● Provided records
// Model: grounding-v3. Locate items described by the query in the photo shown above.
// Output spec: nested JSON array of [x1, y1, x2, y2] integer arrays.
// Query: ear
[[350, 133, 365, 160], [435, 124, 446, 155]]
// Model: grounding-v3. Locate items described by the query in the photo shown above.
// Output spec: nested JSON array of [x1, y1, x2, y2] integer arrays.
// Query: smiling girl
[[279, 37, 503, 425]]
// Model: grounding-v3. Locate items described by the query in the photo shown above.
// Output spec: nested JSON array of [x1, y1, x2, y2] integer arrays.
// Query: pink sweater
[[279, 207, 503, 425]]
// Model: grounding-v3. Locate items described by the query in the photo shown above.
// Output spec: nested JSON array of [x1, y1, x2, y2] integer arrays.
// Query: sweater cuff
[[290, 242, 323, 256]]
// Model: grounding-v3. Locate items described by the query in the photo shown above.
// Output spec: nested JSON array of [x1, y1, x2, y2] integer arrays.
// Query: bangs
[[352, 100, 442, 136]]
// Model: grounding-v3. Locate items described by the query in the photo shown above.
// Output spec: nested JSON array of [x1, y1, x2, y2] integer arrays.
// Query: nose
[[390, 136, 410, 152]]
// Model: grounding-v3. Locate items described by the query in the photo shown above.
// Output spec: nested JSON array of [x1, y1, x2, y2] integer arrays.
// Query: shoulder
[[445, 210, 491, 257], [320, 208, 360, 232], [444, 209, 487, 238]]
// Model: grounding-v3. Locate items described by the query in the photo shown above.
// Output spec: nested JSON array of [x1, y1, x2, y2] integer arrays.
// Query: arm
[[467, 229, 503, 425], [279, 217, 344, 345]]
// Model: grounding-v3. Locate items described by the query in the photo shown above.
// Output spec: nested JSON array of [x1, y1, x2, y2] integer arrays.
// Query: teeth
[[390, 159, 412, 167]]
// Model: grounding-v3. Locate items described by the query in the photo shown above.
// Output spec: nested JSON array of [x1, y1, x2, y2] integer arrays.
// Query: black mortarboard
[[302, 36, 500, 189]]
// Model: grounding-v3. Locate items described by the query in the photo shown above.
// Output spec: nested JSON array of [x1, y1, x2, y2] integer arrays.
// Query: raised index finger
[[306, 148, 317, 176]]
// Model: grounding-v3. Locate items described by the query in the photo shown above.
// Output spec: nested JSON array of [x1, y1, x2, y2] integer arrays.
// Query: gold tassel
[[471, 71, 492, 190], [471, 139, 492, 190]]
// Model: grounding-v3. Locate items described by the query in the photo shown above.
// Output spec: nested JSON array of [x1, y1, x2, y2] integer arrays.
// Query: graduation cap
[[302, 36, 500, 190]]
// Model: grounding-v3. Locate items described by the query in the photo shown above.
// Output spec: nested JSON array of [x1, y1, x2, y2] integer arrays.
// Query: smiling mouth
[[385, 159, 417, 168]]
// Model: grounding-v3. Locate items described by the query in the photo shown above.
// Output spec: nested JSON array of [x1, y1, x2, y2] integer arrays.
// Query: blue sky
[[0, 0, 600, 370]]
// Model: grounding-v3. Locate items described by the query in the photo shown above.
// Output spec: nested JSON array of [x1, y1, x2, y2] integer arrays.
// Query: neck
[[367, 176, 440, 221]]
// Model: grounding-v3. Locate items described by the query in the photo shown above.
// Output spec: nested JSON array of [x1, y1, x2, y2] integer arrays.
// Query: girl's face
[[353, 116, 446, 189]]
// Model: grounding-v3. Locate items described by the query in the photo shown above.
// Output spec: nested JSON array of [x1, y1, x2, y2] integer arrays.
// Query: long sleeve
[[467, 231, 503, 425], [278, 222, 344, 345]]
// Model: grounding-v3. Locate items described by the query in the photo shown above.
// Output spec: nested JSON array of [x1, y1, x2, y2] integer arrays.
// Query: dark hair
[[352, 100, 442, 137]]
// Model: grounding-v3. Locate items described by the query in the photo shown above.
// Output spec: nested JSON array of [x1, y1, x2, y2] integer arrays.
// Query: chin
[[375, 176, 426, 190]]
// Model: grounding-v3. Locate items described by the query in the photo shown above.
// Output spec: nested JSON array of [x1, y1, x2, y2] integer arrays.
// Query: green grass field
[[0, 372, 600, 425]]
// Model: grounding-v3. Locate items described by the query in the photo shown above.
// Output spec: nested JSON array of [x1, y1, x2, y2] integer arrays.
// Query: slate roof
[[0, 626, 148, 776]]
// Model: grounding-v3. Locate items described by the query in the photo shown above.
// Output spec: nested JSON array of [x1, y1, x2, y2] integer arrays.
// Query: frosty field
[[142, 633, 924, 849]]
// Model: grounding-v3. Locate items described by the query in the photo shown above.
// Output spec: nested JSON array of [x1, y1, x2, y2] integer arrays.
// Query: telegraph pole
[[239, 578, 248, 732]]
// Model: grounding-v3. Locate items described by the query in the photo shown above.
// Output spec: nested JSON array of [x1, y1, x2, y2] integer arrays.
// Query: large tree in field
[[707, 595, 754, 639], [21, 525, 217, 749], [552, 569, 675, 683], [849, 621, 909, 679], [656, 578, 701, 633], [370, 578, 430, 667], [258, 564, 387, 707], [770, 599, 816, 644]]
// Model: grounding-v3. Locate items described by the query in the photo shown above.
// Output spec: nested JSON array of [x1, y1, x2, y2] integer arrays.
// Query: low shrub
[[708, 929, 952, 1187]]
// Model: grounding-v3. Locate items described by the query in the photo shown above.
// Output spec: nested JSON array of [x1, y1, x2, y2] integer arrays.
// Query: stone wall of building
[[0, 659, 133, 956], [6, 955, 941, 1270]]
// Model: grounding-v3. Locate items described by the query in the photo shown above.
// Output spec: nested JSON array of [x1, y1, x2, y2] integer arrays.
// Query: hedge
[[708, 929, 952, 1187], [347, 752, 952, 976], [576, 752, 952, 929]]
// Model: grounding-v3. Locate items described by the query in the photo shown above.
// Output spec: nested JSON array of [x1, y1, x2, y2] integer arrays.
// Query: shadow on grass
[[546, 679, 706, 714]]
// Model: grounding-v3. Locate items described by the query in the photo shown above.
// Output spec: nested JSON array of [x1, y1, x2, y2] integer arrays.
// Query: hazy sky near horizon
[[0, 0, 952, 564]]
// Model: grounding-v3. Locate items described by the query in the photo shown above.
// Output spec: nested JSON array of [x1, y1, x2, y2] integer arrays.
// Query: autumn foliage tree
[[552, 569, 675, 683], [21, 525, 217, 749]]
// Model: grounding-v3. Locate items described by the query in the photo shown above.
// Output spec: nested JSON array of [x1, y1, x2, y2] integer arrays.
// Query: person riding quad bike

● Written task
Reproduce every item above with "Output spec" renamed to "Output format" wherever it occurs, leaving all other text untouched.

● Result below
// Model: grounding-v3. Locate items described by the query in the photo shown above.
// Output format: nested JSON array of [x1, y1, x2, y2] integer arrays.
// Query: ear
[[350, 133, 365, 160], [435, 124, 446, 155]]
// Model: grounding-v3. Locate items described by the query in the photo shown above.
// Output format: nested JSON array of [x1, y1, x2, y2] integer arrays.
// Query: smiling girl
[[279, 37, 503, 425]]
// Model: grounding-v3. Locate items described by the query in the photo shown above.
// Output format: nested JSON array of [x1, y1, x2, y2] integer arrays.
// Query: pink sweater
[[279, 207, 503, 425]]
// Model: grounding-v3. Locate items described by the query in the photo shown above.
// Output format: nested JSON array of [x1, y1, x2, y2] integer arrays.
// Query: sweater cuff
[[290, 242, 323, 256]]
// Model: grounding-v3. Locate items described by the query in the photo shown above.
// Output format: nested JSON array of [x1, y1, x2, y2] integer arrays.
// Query: bangs
[[352, 100, 442, 136]]
// Model: grounding-v3. Locate items described by the query in the photo shown above.
// Output format: nested JSON array of [x1, y1, x2, y2] integer arrays.
// Query: nose
[[390, 136, 410, 152]]
// Model: grounding-v3. Locate items described by the query in the photo shown above.
// Output format: nested JSON array of [x1, y1, x2, y2] integer arrays.
// Query: shoulder
[[445, 210, 491, 257], [320, 208, 360, 232], [444, 209, 487, 238]]
// Model: grounding-v3. Locate items described by the query in the photo shown above.
// Output format: nested JSON array of [x1, y1, x2, y2] integer arrays.
// Query: arm
[[467, 229, 503, 425], [279, 217, 344, 345]]
// Model: grounding-v3. Locate items described by the query in the photo shown above.
// Output format: nested JSON array of [x1, y1, x2, y2] integer arrays.
// Query: teeth
[[390, 159, 412, 167]]
// Model: grounding-v3. Locate items described by the query in the photo shown above.
// Output format: nested JSON array of [x1, y1, x2, y2] integer arrays.
// Query: black mortarboard
[[302, 36, 500, 189]]
// Model: grounding-v3. Locate items described by the query in the photo shown above.
// Output format: nested JSON array of [x1, y1, x2, y2] integer arrays.
// Query: raised index finger
[[306, 148, 317, 176]]
// Model: grounding-v3. Locate items described by the query in the photo shown above.
// Output format: nested JSON array of [x1, y1, x2, y2] integer arrays.
// Query: gold tassel
[[471, 71, 492, 190], [471, 139, 492, 190]]
// Model: grounding-v3. Locate items described by the query in the photo shown above.
// Output format: nested JSON array of [x1, y1, x2, y2] integer arrays.
// Query: graduation cap
[[302, 36, 500, 190]]
// Model: grounding-v3. Locate items described by the query in the photo shown above.
// Output format: nested JSON array of [x1, y1, x2, y2] integer arrays.
// Query: smiling mouth
[[385, 159, 417, 168]]
// Model: grounding-v3. Locate items described by the query in the photo shown above.
// Output format: nested JSON array of [x1, y1, x2, y2] integer arrays.
// Query: blue sky
[[0, 0, 600, 370]]
// Model: grounding-v3. Locate items described by the query in the photo shown above.
// Output format: nested JSON array of [x1, y1, x2, y2] integer arrays.
// Query: neck
[[367, 176, 440, 221]]
// Model: grounding-v3. Locate items described by the query in the photo shown above.
// Output format: nested JSON array of [x1, y1, x2, y2] integer arrays.
// Query: girl's face
[[353, 116, 446, 189]]
// Model: grounding-v3. Locate items described by the query in the photo shown above.
// Output format: nested JSON array of [x1, y1, x2, y2] integer arrays.
// Query: long sleeve
[[467, 231, 503, 425], [278, 222, 344, 345]]
// Model: grounding-v3. Locate items described by the query in the photo shown above.
// Output format: nested JSON array of [x1, y1, x2, y2] integer arrays.
// Query: dark hair
[[352, 100, 442, 137]]
// Model: grounding-v3. Locate items described by the query in the photo shown above.
// Output format: nested JSON array of [x1, y1, x2, y2] integer arrays.
// Query: chin
[[375, 176, 426, 190]]
// Model: grounding-v3. Locate items described by the query in the photo shown above.
// Output format: nested JSON array of [x1, y1, x2, y2] integer arrays.
// Query: green grass field
[[0, 372, 600, 425]]
// Model: grounding-v3. Locate items described by the query in the photo shown above.
// Output format: nested JSON array of [x1, y1, x2, y2] integer arrays.
// Query: slate roof
[[0, 626, 148, 776]]
// Model: grounding-v3. Locate items described by the query in the photo shown above.
// Output format: nested JSON array of [x1, y1, x2, y2] integer arrays.
// Query: frosty field
[[142, 633, 924, 849]]
// Model: grounding-v3. Locate items described by the query in the photo shown above.
// Output format: nested JSON array of [x1, y1, x2, y2] integer arrays.
// Query: telegraph pole
[[239, 578, 248, 732]]
// Model: grounding-v3. Locate items described by the query in the photo shown above.
// Output format: nested JSON array of [x1, y1, x2, y2] integer arrays.
// Query: large tree in field
[[707, 595, 754, 639], [21, 525, 217, 749], [552, 569, 675, 683], [849, 621, 909, 679], [656, 578, 701, 633], [370, 578, 430, 667], [258, 564, 387, 707], [770, 599, 816, 644]]
// Model: grounding-v3. Locate items described by the query in the photo shown above.
// Output format: nested JSON array of [x1, y1, x2, y2] integer arrays.
// Query: low shrub
[[708, 929, 952, 1187]]
// Model: grounding-v3. Locate items described by the query in the photo shown above.
// Output format: nested JSON array of [x1, y1, x2, y2] integer arrays.
// Query: stone wall of building
[[0, 659, 133, 956], [6, 955, 941, 1270]]
// Model: grounding-v3. Locate items described by the query in the photo shown above.
// Output format: nested JSON array of [x1, y1, x2, y2] integer arrays.
// Query: hedge
[[708, 929, 952, 1187], [347, 752, 952, 976], [576, 752, 952, 929]]
// Model: grounding-v3. Locate items described by the query in the photo shown above.
// Output format: nested JSON array of [x1, y1, x2, y2] integer arrays.
// Query: shadow on grass
[[546, 679, 706, 714]]
// Model: grounding-v3. Locate items described by the query in the photo shown above.
// Output format: nested JSON array of [x1, y1, x2, y2] integer arrays.
// Query: hazy sky near horizon
[[0, 0, 952, 564]]
// Model: grounding-v3. Locate items described by the query in the photo shown above.
// Output format: nested JSON array of [x1, y1, x2, y2] integer arrays.
// Query: autumn foliage tree
[[552, 569, 675, 683], [21, 525, 217, 749]]
// Model: grounding-v3. Locate items described by the query in the photo shown above.
// Output format: nested JSON array of [x1, y1, x2, y2] integer arrays.
// Query: person riding quad bike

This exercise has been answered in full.